> **TEXT TO READ**
Tax Planning for Harrow small businesses — matched to a specialist.
Tax planning done a month before year-end saves money. Tax planning done in January, when you're filing, mostly just files.
Forward-looking work on corporation tax, dividend policy, capital extraction, and personal income tax for the directors of Harrow limited companies and the highest-earning sole traders. The accountant we match you with reviews your structure, models the tax impact of upcoming decisions (selling, hiring, expanding, retiring), and identifies the legal reliefs that apply. Tax planning isn't aggressive avoidance schemes — it's the applied use of the reliefs in the Income Tax Act, Finance Acts, and HMRC manuals that Parliament built into the system.
How the work actually breaks down.
The first conversation in any Harrow tax-planning engagement is about the next 12 to 36 months — not the prior year. What's coming: a sale, a buy-out, hiring, expanding, retiring, succession, divorce, emigration, return-to-UK after a non-resident period? Each of these triggers different planning levers. A founder selling their company in 18 months has an entirely different planning landscape from a steady-state owner-director taking salary and dividends. The accountant scopes the engagement based on what's coming, not on what's already filed.
For owner-directors, the workhorse tax-planning question is salary vs dividend extraction. The optimal split changed materially when corporation tax went tiered in April 2023 — companies with profits over £50,000 pay marginal-rate corporation tax up to 26.5% in the £50k-£250k band, before settling at 25% above £250k. Dividends, taxed at 8.75% / 33.75% / 39.35% basic / higher / additional rate after a £500 allowance, look more or less attractive depending on the company's marginal corporation tax rate. The accountant models the post-tax cash on a £100k extraction across different splits, then recommends a policy. Most Harrow PSCs end up at salary at the secondary NIC threshold (£12,570) plus dividends, but a profitable company with multiple shareholders or an alphabet share structure has more complex options.
Capital allowances are where the biggest legal-tax savings often hide. The Annual Investment Allowance gives 100% first-year deduction on plant and machinery up to £1 million a year. Full Expensing — introduced in April 2023, made permanent in April 2024 — gives 100% first-year deduction on main-rate plant and machinery with no cap, available to companies (not unincorporated businesses). Structures and Buildings Allowance gives 3% straight-line deduction on commercial property construction or renovation costs. Electric vehicle allowances are 100% first-year for new EV cars and 50% special-rate for other low-emission vehicles. The accountant reviews capital expenditure timing and structure to claim the highest-value relief — which often means accelerating a planned purchase by a few weeks or restructuring it as a cash purchase rather than HP.

> **DATA EXCERPTS**
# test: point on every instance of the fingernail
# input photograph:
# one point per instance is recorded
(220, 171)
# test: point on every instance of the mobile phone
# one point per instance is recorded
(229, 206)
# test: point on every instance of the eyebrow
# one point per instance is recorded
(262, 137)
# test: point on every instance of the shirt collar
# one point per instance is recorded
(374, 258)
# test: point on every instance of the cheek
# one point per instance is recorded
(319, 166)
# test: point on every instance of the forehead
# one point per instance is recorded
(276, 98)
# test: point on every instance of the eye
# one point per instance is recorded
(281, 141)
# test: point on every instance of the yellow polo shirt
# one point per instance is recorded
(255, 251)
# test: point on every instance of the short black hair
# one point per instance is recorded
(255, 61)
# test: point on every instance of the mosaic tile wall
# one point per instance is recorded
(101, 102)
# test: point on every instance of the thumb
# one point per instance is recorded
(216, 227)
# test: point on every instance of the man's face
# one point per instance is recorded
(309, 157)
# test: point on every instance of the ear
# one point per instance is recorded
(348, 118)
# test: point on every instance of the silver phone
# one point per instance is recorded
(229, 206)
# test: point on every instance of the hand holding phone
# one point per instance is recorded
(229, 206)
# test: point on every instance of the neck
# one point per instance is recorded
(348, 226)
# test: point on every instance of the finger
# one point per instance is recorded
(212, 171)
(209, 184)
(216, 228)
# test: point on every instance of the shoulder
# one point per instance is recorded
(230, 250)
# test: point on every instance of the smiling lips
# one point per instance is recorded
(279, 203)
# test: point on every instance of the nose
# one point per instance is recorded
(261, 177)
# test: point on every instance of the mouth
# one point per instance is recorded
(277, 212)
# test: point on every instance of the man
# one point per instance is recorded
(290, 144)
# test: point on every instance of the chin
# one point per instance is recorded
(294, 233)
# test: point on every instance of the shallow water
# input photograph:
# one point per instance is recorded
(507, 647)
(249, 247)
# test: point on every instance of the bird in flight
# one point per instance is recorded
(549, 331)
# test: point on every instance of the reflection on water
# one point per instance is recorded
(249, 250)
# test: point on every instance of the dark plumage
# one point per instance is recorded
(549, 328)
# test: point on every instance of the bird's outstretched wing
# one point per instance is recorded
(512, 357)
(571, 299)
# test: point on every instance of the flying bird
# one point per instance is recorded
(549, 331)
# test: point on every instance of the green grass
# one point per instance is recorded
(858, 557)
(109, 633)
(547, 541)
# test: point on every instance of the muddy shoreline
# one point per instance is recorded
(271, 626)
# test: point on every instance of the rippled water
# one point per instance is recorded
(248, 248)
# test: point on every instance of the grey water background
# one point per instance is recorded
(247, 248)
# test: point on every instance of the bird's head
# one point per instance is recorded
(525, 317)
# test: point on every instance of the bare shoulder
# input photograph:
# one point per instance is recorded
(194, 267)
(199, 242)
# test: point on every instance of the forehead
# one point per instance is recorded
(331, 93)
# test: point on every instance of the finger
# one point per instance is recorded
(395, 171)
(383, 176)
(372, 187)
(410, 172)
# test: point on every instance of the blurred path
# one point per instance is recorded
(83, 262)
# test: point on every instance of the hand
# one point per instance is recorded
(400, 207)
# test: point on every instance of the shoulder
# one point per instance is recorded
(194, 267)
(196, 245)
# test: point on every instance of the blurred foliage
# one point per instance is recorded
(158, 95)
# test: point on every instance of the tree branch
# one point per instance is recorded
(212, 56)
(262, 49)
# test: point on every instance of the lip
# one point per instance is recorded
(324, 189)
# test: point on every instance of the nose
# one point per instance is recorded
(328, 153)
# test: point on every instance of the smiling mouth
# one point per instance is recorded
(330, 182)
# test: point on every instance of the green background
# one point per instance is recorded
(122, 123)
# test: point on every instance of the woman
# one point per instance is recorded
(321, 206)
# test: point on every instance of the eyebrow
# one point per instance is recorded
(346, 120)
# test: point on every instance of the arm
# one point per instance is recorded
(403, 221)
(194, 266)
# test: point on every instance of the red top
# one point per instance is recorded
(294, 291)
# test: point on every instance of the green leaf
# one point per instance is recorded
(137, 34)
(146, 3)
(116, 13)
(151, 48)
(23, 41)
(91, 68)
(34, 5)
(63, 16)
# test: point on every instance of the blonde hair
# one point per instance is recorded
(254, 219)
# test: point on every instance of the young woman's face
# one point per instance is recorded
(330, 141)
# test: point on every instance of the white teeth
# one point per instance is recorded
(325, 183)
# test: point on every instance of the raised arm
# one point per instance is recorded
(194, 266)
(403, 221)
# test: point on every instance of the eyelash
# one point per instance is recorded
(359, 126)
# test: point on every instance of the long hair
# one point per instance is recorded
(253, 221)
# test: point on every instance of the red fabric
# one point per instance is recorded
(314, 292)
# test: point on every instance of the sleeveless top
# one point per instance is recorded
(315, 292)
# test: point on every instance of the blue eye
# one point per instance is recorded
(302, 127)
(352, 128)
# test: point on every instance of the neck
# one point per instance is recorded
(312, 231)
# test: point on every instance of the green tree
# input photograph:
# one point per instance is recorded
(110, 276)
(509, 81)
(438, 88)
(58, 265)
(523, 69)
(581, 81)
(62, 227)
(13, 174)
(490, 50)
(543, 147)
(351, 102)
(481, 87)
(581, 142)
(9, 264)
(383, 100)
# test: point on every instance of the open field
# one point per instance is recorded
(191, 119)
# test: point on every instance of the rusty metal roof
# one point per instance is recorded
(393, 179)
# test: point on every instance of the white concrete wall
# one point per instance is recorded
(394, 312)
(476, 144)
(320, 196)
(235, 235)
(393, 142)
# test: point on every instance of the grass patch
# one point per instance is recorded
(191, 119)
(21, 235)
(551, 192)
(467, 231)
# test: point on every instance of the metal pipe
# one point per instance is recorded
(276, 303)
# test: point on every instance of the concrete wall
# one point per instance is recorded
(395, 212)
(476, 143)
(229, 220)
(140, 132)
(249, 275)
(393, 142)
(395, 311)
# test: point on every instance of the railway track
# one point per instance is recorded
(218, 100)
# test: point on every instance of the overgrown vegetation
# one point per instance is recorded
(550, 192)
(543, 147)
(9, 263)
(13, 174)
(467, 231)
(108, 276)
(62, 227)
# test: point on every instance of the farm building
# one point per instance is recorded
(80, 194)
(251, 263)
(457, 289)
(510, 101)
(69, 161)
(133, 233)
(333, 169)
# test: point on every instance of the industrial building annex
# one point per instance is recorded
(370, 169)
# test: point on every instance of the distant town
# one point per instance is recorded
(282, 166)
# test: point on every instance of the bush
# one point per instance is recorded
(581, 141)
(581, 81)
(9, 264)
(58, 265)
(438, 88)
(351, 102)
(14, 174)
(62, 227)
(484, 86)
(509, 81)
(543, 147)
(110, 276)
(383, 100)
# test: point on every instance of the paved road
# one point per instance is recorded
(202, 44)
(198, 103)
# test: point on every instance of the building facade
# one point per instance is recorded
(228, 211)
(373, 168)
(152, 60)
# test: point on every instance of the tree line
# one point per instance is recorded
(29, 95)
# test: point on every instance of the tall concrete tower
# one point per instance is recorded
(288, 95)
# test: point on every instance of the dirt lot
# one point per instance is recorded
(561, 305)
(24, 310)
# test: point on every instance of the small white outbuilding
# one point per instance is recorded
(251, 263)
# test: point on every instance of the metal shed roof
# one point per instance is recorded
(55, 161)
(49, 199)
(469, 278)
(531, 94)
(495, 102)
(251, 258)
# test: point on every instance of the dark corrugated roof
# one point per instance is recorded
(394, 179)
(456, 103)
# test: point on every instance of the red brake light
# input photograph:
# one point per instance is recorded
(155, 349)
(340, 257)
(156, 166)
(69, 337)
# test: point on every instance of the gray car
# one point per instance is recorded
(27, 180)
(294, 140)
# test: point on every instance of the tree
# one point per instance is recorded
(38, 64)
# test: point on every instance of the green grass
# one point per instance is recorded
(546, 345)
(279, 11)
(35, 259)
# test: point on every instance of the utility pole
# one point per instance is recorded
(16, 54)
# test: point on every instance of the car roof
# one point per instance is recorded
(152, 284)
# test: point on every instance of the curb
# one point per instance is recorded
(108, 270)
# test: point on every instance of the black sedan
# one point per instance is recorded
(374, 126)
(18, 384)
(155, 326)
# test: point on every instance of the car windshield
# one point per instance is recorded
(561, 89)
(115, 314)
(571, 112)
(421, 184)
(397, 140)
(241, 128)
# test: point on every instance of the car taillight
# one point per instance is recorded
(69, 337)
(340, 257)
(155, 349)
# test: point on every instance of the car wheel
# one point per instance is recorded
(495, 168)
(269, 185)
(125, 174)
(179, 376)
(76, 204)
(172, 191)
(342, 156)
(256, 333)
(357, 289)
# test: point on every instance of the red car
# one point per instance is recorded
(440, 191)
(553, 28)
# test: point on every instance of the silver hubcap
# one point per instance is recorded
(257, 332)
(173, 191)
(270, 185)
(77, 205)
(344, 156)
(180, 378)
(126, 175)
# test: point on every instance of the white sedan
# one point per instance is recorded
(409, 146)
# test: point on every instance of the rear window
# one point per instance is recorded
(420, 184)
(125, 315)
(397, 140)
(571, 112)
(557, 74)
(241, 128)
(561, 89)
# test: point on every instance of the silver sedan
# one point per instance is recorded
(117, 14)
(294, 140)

> **WORK TO DO**
- a) Reproduce the passage of the tax planning text starting at "Capital allowances are" and ending at "rather than HP.".
- b) Collect every line of the entries that contains the string "dark", matching case exactly.

> **SOLUTIONS TO THE EXERCISE**
- a)
Capital allowances are where the biggest legal-tax savings often hide. The Annual Investment Allowance gives 100% first-year deduction on plant and machinery up to £1 million a year. Full Expensing — introduced in April 2023, made permanent in April 2024 — gives 100% first-year deduction on main-rate plant and machinery with no cap, available to companies (not unincorporated businesses). Structures and Buildings Allowance gives 3% straight-line deduction on commercial property construction or renovation costs. Electric vehicle allowances are 100% first-year for new EV cars and 50% special-rate for other low-emission vehicles. The accountant reviews capital expenditure timing and structure to claim the highest-value relief — which often means accelerating a planned purchase by a few weeks or restructuring it as a cash purchase rather than HP.

- b)
# test: point on every instance of the dark plumage
# test: point on every instance of the dark corrugated roof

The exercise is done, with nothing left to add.